| TEXT SEGMENT |
--------------------------------
Readers and Writers

The Rd.T and Wr.T object types are the basis of a heirarchy of objects for reading from and writing to terminals, files, sockets, text strings and some devices. You can use a Rd.T or Wr.T through several interfaces. The simplest is IO.i3 which allows you to specify an optional Rd.T or Wr.T argument for most of its procedures. If you need finer control over your I/O, you can use the Rd.i3 and Wr.i3 interfaces.

A Rd.T or Wr.T object is usually locked and unlocked on every procedure call in those interfaces. If you want to control locking on your own, you can achieve higher I/O speeds by calling the procedures in the UnsafeRd.i3 and UnsafeWr.i3 interfaces.

The major derived classes of Rd.T and Wr.T are:

TextRd.T and TextWr.T
These classes read from and write to TEXT objects. So for example, you could use a TextWr.T object to collect output from a thread and then decide later whether to print out the whole thing or ignore it.

FileRd.T and FileWr.T
Defined in the user/fs/fscore extension, these classes read from and write to files. They ought to work with any of our filesystems.

ConnRW.RdT and ConnRW.WrT
These classes read from and write to sockets. In order to create such a reader or writer, you must first create a socket connection. Then call ConnRW.NewRd() or ConnRW.NewWr() to get the reader or writer object. These classes are defined in the socketRW extension.

CharDevRd.T and CharDevWr.T
These classes are defined in the user/dev/devcore extension for reading from and writing to character devices.

The SRC programmers have included exhaustive documentation in their Rd.i3 and Wr.i3 interfaces which is repeated below.

The Rd interface

An "Rd.T" (or ``reader'') is a character input stream. The basic operation on a reader is "GetChar", which returns the source character at the ``current position'' and advances the current position by one. Some readers are ``seekable'', which means that they also allow setting the current position anywhere in the source. For example, readers from random access files are seekable; readers from terminals and sequential files are not.

Some readers are ``intermittent'', which means that the source of the reader trickles in rather than being available to the implementation all at once. For example, the input stream from an interactive terminal is intermittent. An intermittent reader is never seekable.

Abstractly, a reader "rd" consists of

| len(rd)           `the number of source characters`
| src(rd)           `a sequence of length "len(rd)+1"`
| cur(rd)           `an integer in the range "[0..len(rd)]"`
| avail(rd)         `an integer in the range "[cur(rd)..len(rd)+1]"`
| closed(rd)        `a boolean`
| seekable(rd)      `a boolean`
| intermittent(rd)  `a boolean`
These values are not necessarily directly represented in the data fields of a reader object. In particular, for an intermittent reader, "len(rd)" may be unknown to the implementation. But in principle the values determine the state of the reader.
--------------------------------
| DATA SECTION |
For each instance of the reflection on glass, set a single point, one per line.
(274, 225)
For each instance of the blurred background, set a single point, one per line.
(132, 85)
--------------------------------
| SHORT EXERCISE |
According to the page on readers and writers, what must be created before calling ConnRW.NewRd() or ConnRW.NewWr()?

| FINAL RESULT |
A socket connection.